++++ Brano da leggere ++++

La decadenza dall'impugnazione della delibera è impedita con il deposito della domanda di mediazione presso il competente organismo

15 Aprile 2019

Decidendo sul gravame promosso avverso la sentenza di primo grado, che aveva rigettato l'impugnativa di due condomini della delibera assembleare che, con avvallo maggioritario, aveva approvato la modifica delle tabelle millesimali, la Corte d'Appello di Brescia...
Massima

La decadenza dal potere di impugnativa della delibera assembleare condominiale è utilmente impedita dal deposito, nel rispetto del termine ex art. 1137 c.c., presso il competente organismo, della domanda di mediazione ai sensi dell'art. 5 del d.lgs. 4 marzo 2010, n. 28, e non già dalla sua successiva comunicazione alle altre parti.

Il caso

Il Tribunale di Brescia rigettava il ricorso proposto da due condomini e volto alla dichiarazione di invalidità della delibera assembleare che aveva approvato, a maggioranza, la modifica delle tabelle millesimali.

Investita quale giudice di secondo grado, la locale corte d'appello respingeva il gravame della sentenza di prime cure disattendendo, però, il motivo di appello incidentale, proposto dal condominio appellato, diretto alla declaratoria di inammissibilità dell'impugnativa del deliberato condominiale per intervenuta decadenza ex art. 1137, comma 2, c.c., che sosteneva avrebbe potuto essere impedita, ai sensi dell'art. 5, comma 6, d.lgs. n. 28/2010 solo con la comunicazione, fattagli dall'organismo adito, dell'intervenuto deposito della domanda conciliativa e che era pervenuta tardivamente.

++++

* **Parti dell'esercizio**
**a.** Ricopia dalla nota sulla mediazione condominiale il passo che comincia con "Il Tribunale di" e prosegue fino a "delle tabelle millesimali.".
**b.** Rispondi a queste domande sulla nota sulla mediazione condominiale:
(i) Quale data porta la nota?
(ii) Che cosa aveva approvato a maggioranza la delibera assembleare impugnata dai due condomini?
(iii) Secondo la massima, quale atto impedisce la decadenza dal potere di impugnativa della delibera?

++++ Elenco dei dati ++++

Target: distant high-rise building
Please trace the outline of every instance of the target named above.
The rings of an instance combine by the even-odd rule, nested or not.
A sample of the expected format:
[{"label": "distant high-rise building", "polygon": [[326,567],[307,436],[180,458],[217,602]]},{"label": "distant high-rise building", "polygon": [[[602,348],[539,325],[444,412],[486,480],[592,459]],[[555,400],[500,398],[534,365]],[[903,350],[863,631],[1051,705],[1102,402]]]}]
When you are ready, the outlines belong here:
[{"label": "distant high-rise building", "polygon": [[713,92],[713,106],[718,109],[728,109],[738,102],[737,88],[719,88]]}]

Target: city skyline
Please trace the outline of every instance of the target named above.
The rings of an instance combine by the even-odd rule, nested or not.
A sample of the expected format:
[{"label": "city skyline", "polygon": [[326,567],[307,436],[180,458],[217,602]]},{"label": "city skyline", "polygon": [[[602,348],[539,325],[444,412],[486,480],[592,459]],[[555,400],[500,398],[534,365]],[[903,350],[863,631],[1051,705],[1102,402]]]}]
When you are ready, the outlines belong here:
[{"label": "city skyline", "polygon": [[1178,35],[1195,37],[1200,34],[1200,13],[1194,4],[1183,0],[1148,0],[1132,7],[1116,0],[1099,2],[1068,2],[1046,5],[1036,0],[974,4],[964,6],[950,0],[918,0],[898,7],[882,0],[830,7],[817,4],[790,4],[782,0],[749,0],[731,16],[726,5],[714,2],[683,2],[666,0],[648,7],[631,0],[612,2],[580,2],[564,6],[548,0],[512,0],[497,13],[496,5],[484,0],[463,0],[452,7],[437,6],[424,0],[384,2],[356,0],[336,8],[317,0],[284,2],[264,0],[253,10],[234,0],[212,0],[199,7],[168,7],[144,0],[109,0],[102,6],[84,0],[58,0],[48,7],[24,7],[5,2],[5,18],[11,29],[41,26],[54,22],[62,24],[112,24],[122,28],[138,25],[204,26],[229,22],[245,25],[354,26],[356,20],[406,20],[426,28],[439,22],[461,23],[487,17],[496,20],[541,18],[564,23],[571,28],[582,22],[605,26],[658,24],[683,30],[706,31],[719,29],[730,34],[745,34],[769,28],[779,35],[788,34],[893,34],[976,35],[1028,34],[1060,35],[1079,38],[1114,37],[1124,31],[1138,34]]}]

++++

* **Risposte date**
**a.**
Il Tribunale di Brescia rigettava il ricorso proposto da due condomini e volto alla dichiarazione di invalidità della delibera assembleare che aveva approvato, a maggioranza, la modifica delle tabelle millesimali.

**b.**
(i) 15 aprile 2019.
(ii) La modifica delle tabelle millesimali.
(iii) Il deposito della domanda di mediazione presso il competente organismo, nel rispetto del termine ex art. 1137 c.c.